→ Task statement:
Put every line below, starting with the line that contains "Provide the segmentation of every instance of the white" and going on through the line that contains "48), (357, 53)]", both included, into a JSON list of strings with one string per line. Omit blank lines.

→ Exercise materials:
________________________________________

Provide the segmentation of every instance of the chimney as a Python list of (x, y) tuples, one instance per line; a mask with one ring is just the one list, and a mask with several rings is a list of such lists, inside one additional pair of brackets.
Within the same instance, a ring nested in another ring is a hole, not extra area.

________________________________________

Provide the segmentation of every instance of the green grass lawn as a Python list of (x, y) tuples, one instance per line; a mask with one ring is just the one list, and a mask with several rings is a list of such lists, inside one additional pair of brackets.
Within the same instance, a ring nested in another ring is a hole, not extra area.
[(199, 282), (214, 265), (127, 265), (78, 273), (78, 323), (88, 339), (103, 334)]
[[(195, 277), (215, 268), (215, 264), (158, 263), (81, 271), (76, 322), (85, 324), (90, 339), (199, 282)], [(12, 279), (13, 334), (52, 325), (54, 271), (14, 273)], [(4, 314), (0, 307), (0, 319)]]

________________________________________

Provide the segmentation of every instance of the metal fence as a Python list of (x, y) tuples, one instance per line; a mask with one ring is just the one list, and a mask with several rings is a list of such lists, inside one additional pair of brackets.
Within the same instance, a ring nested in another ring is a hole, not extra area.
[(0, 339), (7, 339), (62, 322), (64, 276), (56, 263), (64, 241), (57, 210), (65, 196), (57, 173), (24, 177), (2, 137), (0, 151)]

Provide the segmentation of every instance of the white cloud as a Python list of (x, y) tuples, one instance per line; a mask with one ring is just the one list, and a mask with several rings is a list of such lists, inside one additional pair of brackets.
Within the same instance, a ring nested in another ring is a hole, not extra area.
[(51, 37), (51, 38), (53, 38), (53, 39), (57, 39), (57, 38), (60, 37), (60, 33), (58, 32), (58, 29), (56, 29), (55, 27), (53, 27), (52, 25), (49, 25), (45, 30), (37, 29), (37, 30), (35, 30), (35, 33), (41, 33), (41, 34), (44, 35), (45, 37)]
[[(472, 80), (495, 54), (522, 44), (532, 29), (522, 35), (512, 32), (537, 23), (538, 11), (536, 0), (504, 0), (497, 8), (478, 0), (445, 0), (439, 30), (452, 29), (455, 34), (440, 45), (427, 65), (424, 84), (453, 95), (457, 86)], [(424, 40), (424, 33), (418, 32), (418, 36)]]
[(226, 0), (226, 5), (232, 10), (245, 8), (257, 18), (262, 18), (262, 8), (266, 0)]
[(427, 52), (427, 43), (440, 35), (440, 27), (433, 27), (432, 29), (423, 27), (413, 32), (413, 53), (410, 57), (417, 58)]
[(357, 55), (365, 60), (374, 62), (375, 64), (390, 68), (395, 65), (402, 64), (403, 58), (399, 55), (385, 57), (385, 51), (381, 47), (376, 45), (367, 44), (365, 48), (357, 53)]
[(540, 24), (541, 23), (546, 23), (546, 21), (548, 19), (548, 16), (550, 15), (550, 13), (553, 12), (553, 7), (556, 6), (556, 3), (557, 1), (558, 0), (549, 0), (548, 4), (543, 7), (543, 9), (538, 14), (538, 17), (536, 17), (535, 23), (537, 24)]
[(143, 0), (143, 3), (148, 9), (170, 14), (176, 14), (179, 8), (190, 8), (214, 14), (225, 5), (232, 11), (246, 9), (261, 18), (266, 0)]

________________________________________

→ Result:
[
  "Provide the segmentation of every instance of the white cloud as a Python list of (x, y) tuples, one instance per line; a mask with one ring is just the one list, and a mask with several rings is a list of such lists, inside one additional pair of brackets.",
  "Within the same instance, a ring nested in another ring is a hole, not extra area.",
  "[(51, 37), (51, 38), (53, 38), (53, 39), (57, 39), (57, 38), (60, 37), (60, 33), (58, 32), (58, 29), (56, 29), (55, 27), (53, 27), (52, 25), (49, 25), (45, 30), (37, 29), (37, 30), (35, 30), (35, 33), (41, 33), (41, 34), (44, 35), (45, 37)]",
  "[[(472, 80), (495, 54), (522, 44), (532, 29), (522, 35), (512, 32), (537, 23), (538, 11), (536, 0), (504, 0), (497, 8), (478, 0), (445, 0), (439, 30), (452, 29), (455, 34), (440, 45), (427, 65), (424, 84), (453, 95), (457, 86)], [(424, 40), (424, 33), (418, 32), (418, 36)]]",
  "[(226, 0), (226, 5), (232, 10), (245, 8), (257, 18), (262, 18), (262, 8), (266, 0)]",
  "[(427, 52), (427, 43), (440, 35), (440, 27), (433, 27), (432, 29), (423, 27), (413, 32), (413, 53), (410, 57), (417, 58)]",
  "[(357, 55), (365, 60), (374, 62), (375, 64), (390, 68), (395, 65), (402, 64), (403, 58), (399, 55), (385, 57), (385, 51), (381, 47), (376, 45), (367, 44), (365, 48), (357, 53)]"
]